Gaziantep'te, ''Antep Karası'' cinsi sofralık üzüm ihracatının önemli bir gelir kaynağı olduğu, ihracatta yaşanan olumlu gelişmelerin sürmesi için üretimi yaygınlaştırmak gerektiği bildirildi.
TMMOB Ziraat Mühendisleri Odası Gaziantep Şube Başkanı Kenan Seçkin, ihracat potansiyeli çok yüksek olan yerli çeşit, ''Antep Karası'' cinsi sofralık üzüm çeşidinin üretiminin arttırılmasının zorunlu olduğunu söyledi.
══════════
◆ **Yazılı Görevler**
a – Antep Karası metnine göre Kenan Seçkin hangi kurumun Gaziantep Şube Başkanıdır?
b – Antep Karası metninde "Gaziantep'te, ''Antep Karası''" ile "yaygınlaştırmak gerektiği bildirildi." arasındaki bölümü, her iki uç dahil, değiştirmeden alıntılayın.
c – Antep Karası metnini son cümlesinden sonrasını yazarak sürdürün.

◆ **Sağlanan Malzeme**
══════════
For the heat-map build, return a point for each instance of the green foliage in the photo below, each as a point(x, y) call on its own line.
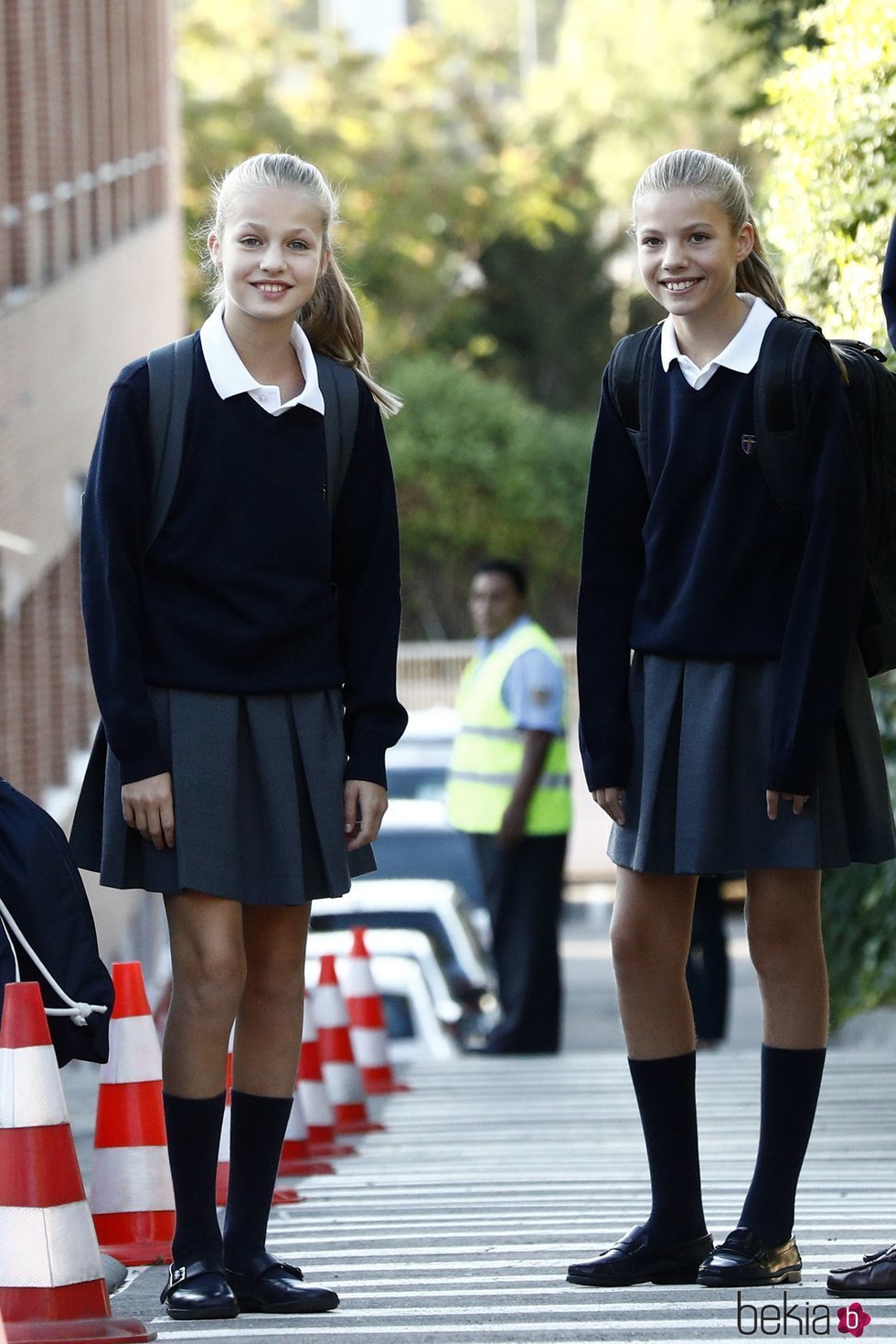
══════════
◆ **Görev Sonuçları**
a – TMMOB Ziraat Mühendisleri Odası.

b –
Gaziantep'te, ''Antep Karası'' cinsi sofralık üzüm ihracatının önemli bir gelir kaynağı olduğu, ihracatta yaşanan olumlu gelişmelerin sürmesi için üretimi yaygınlaştırmak gerektiği bildirildi.

c –
Lezzetli oluşunun yanı sıra erken hasat edilmesi nedeniyle başta Rusya ve Ukrayna olmak üzere, Avrupa Birliği (AB) ve Ortadoğu ülkeleri tarafından ithal edilen sofralık üzümün, Gaziantep'in İslahiye ve Nurdağı ilçesinde yaygın olarak üretildiğini ifade eden Seçkin, şöyle konuştu: ''Antep Karası üzüm üretimi, bölge ekonomisi açısından çok önemli. Üretimi yapılan üzümün yüzde 60'ı ihraç edilerek çiftçilere önemli bir gelir getiriyor. Bölgenin, iklim yapısının bağcılığa çok uygun olmasının yanı sıra, ulaşım açısından da çok avantajlı bir konumda bulunması, bölge tarımı için büyük bir avantaj. İhracatçı firmalar, bölgeden aldıkları üzümü, Mersin üzerinden deniz yolu ile ya da Karadeniz'den deniz yolu ile başta Rusya ve Ukrayna olmak üzere değişik ülkelere kolaylıkla ihraç edebiliyor.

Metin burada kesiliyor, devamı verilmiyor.